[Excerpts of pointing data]

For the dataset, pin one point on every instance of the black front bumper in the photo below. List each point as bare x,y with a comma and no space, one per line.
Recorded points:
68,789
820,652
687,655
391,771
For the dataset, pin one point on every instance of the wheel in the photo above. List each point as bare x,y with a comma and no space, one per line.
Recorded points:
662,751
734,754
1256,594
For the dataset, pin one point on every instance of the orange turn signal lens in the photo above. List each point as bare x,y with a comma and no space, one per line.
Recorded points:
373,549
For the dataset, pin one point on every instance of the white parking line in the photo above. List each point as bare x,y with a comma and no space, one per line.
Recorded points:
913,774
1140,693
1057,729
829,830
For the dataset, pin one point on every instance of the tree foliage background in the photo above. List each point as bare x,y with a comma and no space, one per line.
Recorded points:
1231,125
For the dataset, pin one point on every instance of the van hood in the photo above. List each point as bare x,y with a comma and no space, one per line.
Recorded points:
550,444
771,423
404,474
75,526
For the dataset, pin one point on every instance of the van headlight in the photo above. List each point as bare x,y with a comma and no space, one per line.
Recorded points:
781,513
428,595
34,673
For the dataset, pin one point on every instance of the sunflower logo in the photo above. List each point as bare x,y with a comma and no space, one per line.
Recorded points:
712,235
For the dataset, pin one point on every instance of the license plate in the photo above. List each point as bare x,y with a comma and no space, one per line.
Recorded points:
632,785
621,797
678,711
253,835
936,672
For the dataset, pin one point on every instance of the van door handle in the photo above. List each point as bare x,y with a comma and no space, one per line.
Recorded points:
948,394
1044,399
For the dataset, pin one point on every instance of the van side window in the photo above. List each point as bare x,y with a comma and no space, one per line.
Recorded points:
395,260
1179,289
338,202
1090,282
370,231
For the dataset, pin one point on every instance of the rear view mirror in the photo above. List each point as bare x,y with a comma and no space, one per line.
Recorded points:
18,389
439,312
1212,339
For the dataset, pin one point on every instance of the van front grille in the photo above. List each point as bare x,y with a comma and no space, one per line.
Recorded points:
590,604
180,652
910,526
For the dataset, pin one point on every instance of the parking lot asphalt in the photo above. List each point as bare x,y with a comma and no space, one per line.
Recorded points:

What is expected ▸
Repeat all of the entries exactly.

Exercise result ▸
For the dataset, pin one point on every instance of the black front bumper in the photo below. List each point as bare x,y with a comma and no space, one per line.
Recorded points:
68,789
820,652
687,655
391,771
For the dataset, pin one point on every instance of the wheel in the photo above. List each point as bare x,y with a comma and no space, one per line.
Recorded points:
662,751
734,754
1256,594
For the dataset, pin one point on every instance of the orange turn signal lens in the photo above. List each point as bare x,y with a comma and no space, one per line.
Recorded points:
373,549
For the dataset, pin one point on every instance of the white parking line in the photo above. List each point as bare x,y with a comma and no space, one per line.
Recorded points:
913,774
1140,693
1057,729
829,830
For the dataset, pin one point on every instance of the tree foliage background in the photo above. List each point as bare x,y with a comma and no space, one per line.
Recorded points:
1231,125
For the dataset, pin one point on every instance of the van hood in the photo above. List each point as bare x,y with a comma and no space, one per line.
Recorded points:
550,444
771,423
404,474
75,526
For the dataset, pin one point on every instance of the van headlight in the photo above. List each point as bare x,y with a comma and no space, one per line.
Recorded points:
781,513
428,595
34,673
For the dataset, pin one point on every instance of the sunflower logo in the photo above. List each point as bare x,y with a comma and no space, one per line.
Recorded points:
712,235
For the dataset, pin one point on every instance of the license plate in the photo above. List each point as bare x,y with a comma and no space, one per line.
Recorded points:
632,785
621,797
678,711
253,835
936,672
For the dataset, pin one point on every instance of the van door handle in the photo above. List each point as bare x,y with a comma and no space, one per line.
Recorded points:
948,394
1044,399
For the dataset, pin one point on every instance of the van side window in the photo above. List each point as bare x,y with a comma and no space, one per line.
Recorded points:
395,260
1179,289
338,202
1090,282
370,231
For the dataset, pin one point on every instance of the rear view mirror in the photo above. List each point as bare x,y with a comma and no space, one per line.
Recorded points:
18,389
439,312
1212,339
For the dataset, pin one point on every instance of the van front grille in the photo above. List each point as bare x,y with a comma and no space, one per line.
Recorded points:
590,604
180,652
910,526
For the dataset, pin one point on every instance of the parking lot asphalt in the photo above. List each point as bare x,y with a comma and no space, one per line.
Recorded points:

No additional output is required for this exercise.